→ OPDRACHT: Schrijf alle onderstaande regels letterlijk over, zonder iets weg te laten of te veranderen.

→ MATERIAAL BIJ OPDRACHT:
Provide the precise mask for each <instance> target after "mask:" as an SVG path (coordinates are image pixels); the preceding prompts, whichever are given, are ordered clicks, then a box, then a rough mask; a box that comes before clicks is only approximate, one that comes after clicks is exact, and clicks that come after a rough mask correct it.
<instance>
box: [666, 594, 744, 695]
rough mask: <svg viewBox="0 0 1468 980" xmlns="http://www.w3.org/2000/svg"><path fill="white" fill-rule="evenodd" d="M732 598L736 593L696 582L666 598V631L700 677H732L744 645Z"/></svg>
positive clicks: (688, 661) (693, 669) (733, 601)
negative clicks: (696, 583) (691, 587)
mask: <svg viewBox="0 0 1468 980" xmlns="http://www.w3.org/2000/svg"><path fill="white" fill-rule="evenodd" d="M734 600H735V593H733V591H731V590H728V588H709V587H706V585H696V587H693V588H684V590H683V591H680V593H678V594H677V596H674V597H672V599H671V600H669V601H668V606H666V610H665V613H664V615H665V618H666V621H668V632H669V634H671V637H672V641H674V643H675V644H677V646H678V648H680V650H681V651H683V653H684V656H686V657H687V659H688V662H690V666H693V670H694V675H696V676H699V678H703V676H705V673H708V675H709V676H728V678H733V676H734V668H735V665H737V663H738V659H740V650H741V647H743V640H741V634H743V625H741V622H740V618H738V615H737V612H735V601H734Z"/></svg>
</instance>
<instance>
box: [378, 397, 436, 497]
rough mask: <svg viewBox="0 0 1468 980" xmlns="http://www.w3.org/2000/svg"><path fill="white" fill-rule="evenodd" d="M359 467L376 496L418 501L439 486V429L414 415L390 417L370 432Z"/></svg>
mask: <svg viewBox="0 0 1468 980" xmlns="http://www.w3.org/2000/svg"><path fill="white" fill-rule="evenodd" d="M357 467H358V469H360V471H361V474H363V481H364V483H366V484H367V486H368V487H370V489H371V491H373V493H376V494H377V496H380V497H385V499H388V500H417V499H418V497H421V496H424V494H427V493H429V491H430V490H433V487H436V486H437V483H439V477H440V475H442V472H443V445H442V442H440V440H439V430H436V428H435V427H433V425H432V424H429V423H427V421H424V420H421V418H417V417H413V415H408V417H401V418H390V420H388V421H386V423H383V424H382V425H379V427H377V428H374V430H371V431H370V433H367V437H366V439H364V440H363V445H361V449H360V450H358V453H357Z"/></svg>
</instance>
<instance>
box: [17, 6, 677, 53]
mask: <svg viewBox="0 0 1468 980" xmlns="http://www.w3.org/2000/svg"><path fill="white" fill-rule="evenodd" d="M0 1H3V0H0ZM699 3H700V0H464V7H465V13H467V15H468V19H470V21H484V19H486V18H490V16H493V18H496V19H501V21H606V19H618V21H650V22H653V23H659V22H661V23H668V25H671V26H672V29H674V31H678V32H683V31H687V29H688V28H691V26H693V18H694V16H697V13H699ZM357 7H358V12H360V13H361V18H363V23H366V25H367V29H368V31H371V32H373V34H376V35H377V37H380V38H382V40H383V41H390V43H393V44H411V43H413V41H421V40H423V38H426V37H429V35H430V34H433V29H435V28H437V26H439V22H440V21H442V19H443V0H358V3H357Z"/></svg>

→ UITWERKING:
Provide the precise mask for each <instance> target after "mask:" as an SVG path (coordinates are image pixels); the preceding prompts, whichever are given, are ordered clicks, then a box, then a rough mask; a box that comes before clicks is only approximate, one that comes after clicks is exact, and clicks that come after a rough mask correct it.
<instance>
box: [666, 594, 744, 695]
rough mask: <svg viewBox="0 0 1468 980" xmlns="http://www.w3.org/2000/svg"><path fill="white" fill-rule="evenodd" d="M732 598L736 593L696 582L666 598V631L700 677H732L744 645Z"/></svg>
positive clicks: (688, 661) (693, 669) (733, 601)
negative clicks: (696, 583) (691, 587)
mask: <svg viewBox="0 0 1468 980" xmlns="http://www.w3.org/2000/svg"><path fill="white" fill-rule="evenodd" d="M734 600H735V593H733V591H731V590H728V588H709V587H706V585H696V587H693V588H684V590H683V591H680V593H678V594H677V596H674V597H672V599H671V600H669V601H668V606H666V610H665V613H664V615H665V618H666V621H668V632H669V634H671V637H672V641H674V643H675V644H677V646H678V648H680V650H681V651H683V653H684V656H686V657H687V659H688V662H690V666H693V670H694V675H696V676H699V678H703V676H705V673H708V675H709V676H728V678H733V676H734V668H735V665H737V663H738V659H740V650H741V647H743V640H741V634H743V625H741V622H740V618H738V615H737V612H735V601H734Z"/></svg>
</instance>
<instance>
box: [378, 397, 436, 497]
rough mask: <svg viewBox="0 0 1468 980" xmlns="http://www.w3.org/2000/svg"><path fill="white" fill-rule="evenodd" d="M359 467L376 496L418 501L439 486V429L414 415L390 417L370 432Z"/></svg>
mask: <svg viewBox="0 0 1468 980" xmlns="http://www.w3.org/2000/svg"><path fill="white" fill-rule="evenodd" d="M357 467H358V469H360V471H361V474H363V481H364V483H366V484H367V486H368V487H370V489H371V491H373V493H376V494H377V496H380V497H385V499H388V500H417V499H418V497H421V496H424V494H427V493H429V491H430V490H433V487H436V486H437V483H439V477H440V475H442V472H443V445H442V442H440V440H439V430H436V428H435V427H433V425H432V424H429V423H427V421H424V420H421V418H417V417H413V415H408V417H401V418H390V420H388V421H386V423H383V424H382V425H379V427H377V428H374V430H371V431H370V433H367V437H366V439H364V440H363V445H361V449H360V450H358V453H357Z"/></svg>
</instance>
<instance>
box: [17, 6, 677, 53]
mask: <svg viewBox="0 0 1468 980" xmlns="http://www.w3.org/2000/svg"><path fill="white" fill-rule="evenodd" d="M0 1H3V0H0ZM699 3H700V0H464V7H465V13H467V15H468V19H470V21H484V19H486V18H490V16H493V18H496V19H501V21H606V19H618V21H650V22H653V23H659V22H661V23H668V25H671V26H672V29H674V31H678V32H683V31H687V29H688V28H691V26H693V18H694V16H697V13H699ZM357 7H358V12H360V13H361V18H363V23H366V25H367V29H368V31H371V32H373V34H376V35H377V37H380V38H382V40H383V41H390V43H393V44H411V43H413V41H421V40H423V38H426V37H429V35H430V34H433V29H435V28H437V26H439V22H440V21H442V19H443V0H358V3H357Z"/></svg>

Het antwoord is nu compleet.